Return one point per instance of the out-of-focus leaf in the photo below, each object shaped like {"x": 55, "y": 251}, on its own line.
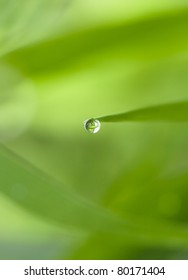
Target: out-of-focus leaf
{"x": 26, "y": 22}
{"x": 176, "y": 112}
{"x": 146, "y": 39}
{"x": 49, "y": 199}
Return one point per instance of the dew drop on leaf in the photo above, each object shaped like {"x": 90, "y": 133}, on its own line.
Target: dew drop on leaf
{"x": 92, "y": 126}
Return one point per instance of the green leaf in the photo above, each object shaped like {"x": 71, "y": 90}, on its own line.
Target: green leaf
{"x": 144, "y": 39}
{"x": 49, "y": 199}
{"x": 174, "y": 112}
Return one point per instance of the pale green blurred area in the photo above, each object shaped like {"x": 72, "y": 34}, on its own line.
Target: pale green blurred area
{"x": 137, "y": 171}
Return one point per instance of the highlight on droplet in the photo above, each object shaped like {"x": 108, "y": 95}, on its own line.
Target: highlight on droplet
{"x": 92, "y": 125}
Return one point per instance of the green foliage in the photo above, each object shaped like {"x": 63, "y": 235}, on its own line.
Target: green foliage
{"x": 177, "y": 112}
{"x": 119, "y": 194}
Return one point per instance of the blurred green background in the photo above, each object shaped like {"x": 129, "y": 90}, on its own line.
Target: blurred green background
{"x": 119, "y": 194}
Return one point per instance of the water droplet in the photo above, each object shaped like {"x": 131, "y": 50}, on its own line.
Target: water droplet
{"x": 92, "y": 125}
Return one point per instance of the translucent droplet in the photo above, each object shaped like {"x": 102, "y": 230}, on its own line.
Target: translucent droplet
{"x": 92, "y": 125}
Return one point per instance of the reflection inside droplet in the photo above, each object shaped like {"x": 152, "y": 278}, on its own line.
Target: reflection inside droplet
{"x": 92, "y": 125}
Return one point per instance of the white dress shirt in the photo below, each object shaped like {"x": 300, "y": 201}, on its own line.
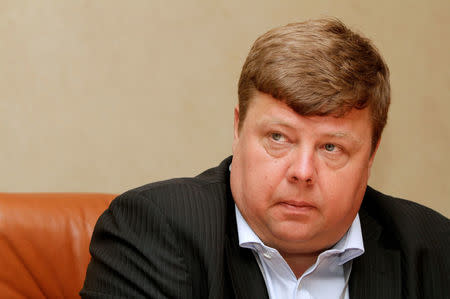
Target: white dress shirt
{"x": 327, "y": 278}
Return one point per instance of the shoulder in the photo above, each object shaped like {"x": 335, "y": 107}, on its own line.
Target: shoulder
{"x": 407, "y": 221}
{"x": 185, "y": 204}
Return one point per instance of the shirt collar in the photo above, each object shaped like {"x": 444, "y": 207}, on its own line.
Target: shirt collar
{"x": 347, "y": 248}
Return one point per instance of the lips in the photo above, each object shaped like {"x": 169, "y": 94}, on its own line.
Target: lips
{"x": 297, "y": 206}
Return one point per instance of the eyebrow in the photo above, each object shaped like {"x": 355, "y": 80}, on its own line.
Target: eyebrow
{"x": 344, "y": 135}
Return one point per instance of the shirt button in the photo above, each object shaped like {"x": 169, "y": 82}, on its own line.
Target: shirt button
{"x": 267, "y": 255}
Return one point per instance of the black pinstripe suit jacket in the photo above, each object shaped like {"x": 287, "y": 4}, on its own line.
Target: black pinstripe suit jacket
{"x": 178, "y": 239}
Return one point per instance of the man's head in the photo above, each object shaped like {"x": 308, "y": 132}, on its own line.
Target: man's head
{"x": 318, "y": 67}
{"x": 313, "y": 100}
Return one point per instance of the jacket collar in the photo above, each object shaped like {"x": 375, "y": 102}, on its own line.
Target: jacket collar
{"x": 377, "y": 273}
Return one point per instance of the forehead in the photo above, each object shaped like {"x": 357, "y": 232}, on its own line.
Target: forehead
{"x": 264, "y": 110}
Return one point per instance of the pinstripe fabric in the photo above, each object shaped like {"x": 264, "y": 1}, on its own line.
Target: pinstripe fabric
{"x": 178, "y": 239}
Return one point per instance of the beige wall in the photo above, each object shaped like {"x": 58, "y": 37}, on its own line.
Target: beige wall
{"x": 108, "y": 95}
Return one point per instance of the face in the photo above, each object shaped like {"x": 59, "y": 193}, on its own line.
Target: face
{"x": 299, "y": 181}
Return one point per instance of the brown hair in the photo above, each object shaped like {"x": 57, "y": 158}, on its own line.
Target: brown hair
{"x": 318, "y": 67}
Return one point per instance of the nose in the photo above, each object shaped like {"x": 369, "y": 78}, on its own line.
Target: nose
{"x": 302, "y": 167}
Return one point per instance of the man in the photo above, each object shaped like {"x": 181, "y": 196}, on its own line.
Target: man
{"x": 290, "y": 214}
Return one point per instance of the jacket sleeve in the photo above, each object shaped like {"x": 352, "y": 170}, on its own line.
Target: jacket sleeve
{"x": 135, "y": 253}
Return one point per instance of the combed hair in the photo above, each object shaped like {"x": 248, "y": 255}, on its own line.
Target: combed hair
{"x": 318, "y": 67}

· · · · ·

TASK OBJECTIVE: Rescale the material from the line containing "Return one point per instance of the combed" through the end, and give back only those lines, requests included. Multiply each x and y coordinate in the answers by 0.2 and round to whole numbers, with halves rounding up.

WRITTEN ANSWER:
Return one point per instance of the combed hair in the photo above, each object shaped like {"x": 248, "y": 255}, on its own line.
Target: combed hair
{"x": 64, "y": 13}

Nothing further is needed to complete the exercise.